# [AIM A]
Reproduce the blog post below word for word from "Before I joined the blogosphere, I wasn't very" to "to change that.".

----- PASSAGE GIVEN

Today marks the end of my first full year of blogging.
It's been fun, to say the least.
Starting this blog is part of what made 2012 such an utterly fantastic year for me. Seeing as how my 2011 was less than ideal, it couldn't have come at a better time.
And I still can't believe that I've been at this thing for over a whole year now. It really doesn't seem like it's been that long at all.
Although I've said it many times in the past, it deserves another mention.
This has been the most revolutionary year of my card collecting life.
No doubt about it.
Way back in March, I wrote a post entitled "What I've Learned". As the title implied, I filled the post with the lessons I'd learned from the blogosphere.
But that post came just three months into my blogging "career".
After over a year in this thing, I've come to learn a whole lot more.
Seeing as how my blogroll currently consists of a whopping 170 different blogs, a number of different bloggers have helped play a role in teaching me these much-needed "lessons".
I know dozens of you out there helped contribute to this first one.
Thanks to the blogosphere, I've learned to have a deeper appreciation for my vast vintage collection.
Although I have some good ones, most of my best card-related stories involve a Target or a giant convention hall filled with thousands of people.
But none of them can compare to the number of heartwarming stories I've heard of collecting in the past generations.
The tales some of you have behind some of your most prized possessions are nothing short of incredible.
Because of that, I can't help but wonder about the stories behind my '58 Topps Rocky Colavito. Or my '60 Topps Harmon Killebrew.
Who knows where they've been?
That question in itself makes any piece of vintage infinitely special.
As far as trading goes, I've learned one very important lesson.
Never, ever think you've got it all figured out.
Because sooner or later, a blogger is going to send something that'll completely sweep you off your feet.
William over at "Foul Bunt" has added not one, but two new vintage Hoyts to my collection over the past year.
Those, coupled with all the other tremendous pieces I've received from fellow bloggers, have taught me to cherish each and every blogosphere trade package.
You just never know what might come next.
Before I joined the blogosphere, I wasn't very confident in the strength of this hobby.
Unfortunately, I can pretty much trace that back to my trading forum days.
I just wasn't altogether sure how long companies would continue to produce cards if everyone was collecting the same five guys.
I was basically a skeptic.
Again, the blogosphere helped to change that.
Although not everyone liked Archives or Heritage or whatever else came on the market this year, it was refreshing to actually see some analysis out of each product outside of simply want lists or trade lists.
I enjoyed reading about what everyone liked or didn't like about A&G or Flagship.
It made me realize that perhaps people really do care about these innocent little pieces of cardboard, enough for this hobby to survive over the long haul.
Although collecting might sometimes be generalized as a "dying" hobby, I look at it as anything but these days.
I'm confident that we'll see the Heritage designs carry on well into the '70s.
Even as far as 2024.
That's when we'll get to see the '75 Topps design featured, after all.
Before I joined the blogosphere, I wasn't exactly open to change.
As far as my collection goes, at least.
Yes, I still had my hundreds of different player collections, but they'd been the same couple hundred for a few years at that point.
I just couldn't bring myself to "induct" a new player into my binders.

----------
----- SUPPLIED DATA

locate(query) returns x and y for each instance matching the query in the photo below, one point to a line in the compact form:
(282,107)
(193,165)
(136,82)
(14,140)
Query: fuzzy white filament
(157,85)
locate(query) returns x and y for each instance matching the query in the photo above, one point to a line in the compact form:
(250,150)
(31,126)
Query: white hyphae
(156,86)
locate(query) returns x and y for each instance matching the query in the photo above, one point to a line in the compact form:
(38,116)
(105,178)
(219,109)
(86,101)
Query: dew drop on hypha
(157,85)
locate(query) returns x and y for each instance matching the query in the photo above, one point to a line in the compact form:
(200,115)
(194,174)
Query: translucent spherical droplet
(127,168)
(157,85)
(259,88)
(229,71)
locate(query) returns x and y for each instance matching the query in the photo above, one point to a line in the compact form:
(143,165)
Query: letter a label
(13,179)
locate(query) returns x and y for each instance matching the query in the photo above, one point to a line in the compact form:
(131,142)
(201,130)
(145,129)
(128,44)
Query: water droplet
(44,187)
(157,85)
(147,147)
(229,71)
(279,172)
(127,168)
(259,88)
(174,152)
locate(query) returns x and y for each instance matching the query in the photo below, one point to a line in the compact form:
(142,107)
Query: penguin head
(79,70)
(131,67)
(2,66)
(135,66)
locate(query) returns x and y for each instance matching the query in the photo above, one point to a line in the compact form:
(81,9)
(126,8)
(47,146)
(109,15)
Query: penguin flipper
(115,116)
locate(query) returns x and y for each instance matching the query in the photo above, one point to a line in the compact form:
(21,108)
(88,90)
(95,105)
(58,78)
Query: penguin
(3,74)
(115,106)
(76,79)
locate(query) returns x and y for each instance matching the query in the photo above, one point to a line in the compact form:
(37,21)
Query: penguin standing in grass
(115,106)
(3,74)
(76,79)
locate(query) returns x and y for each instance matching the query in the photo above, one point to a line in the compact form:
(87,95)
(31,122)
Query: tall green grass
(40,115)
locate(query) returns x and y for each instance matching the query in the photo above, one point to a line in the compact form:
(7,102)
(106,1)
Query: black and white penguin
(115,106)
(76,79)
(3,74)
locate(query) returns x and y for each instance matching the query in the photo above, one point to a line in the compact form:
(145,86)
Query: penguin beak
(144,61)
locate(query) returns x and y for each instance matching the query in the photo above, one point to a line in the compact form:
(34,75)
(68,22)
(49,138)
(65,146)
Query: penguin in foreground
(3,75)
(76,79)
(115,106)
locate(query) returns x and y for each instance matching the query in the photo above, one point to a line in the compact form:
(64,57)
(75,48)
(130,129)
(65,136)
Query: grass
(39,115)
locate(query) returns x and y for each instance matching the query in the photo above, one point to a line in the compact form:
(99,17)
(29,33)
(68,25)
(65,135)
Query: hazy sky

----------

# [AIM B]
Report each line of the records above that contains the word "penguin", copying every such line in full.

# [WRITTEN RESPONSE A]
Before I joined the blogosphere, I wasn't very confident in the strength of this hobby.
Unfortunately, I can pretty much trace that back to my trading forum days.
I just wasn't altogether sure how long companies would continue to produce cards if everyone was collecting the same five guys.
I was basically a skeptic.
Again, the blogosphere helped to change that.

# [WRITTEN RESPONSE B]
Query: penguin head
Query: penguin flipper
Query: penguin
Query: penguin standing in grass
Query: black and white penguin
Query: penguin beak
Query: penguin in foreground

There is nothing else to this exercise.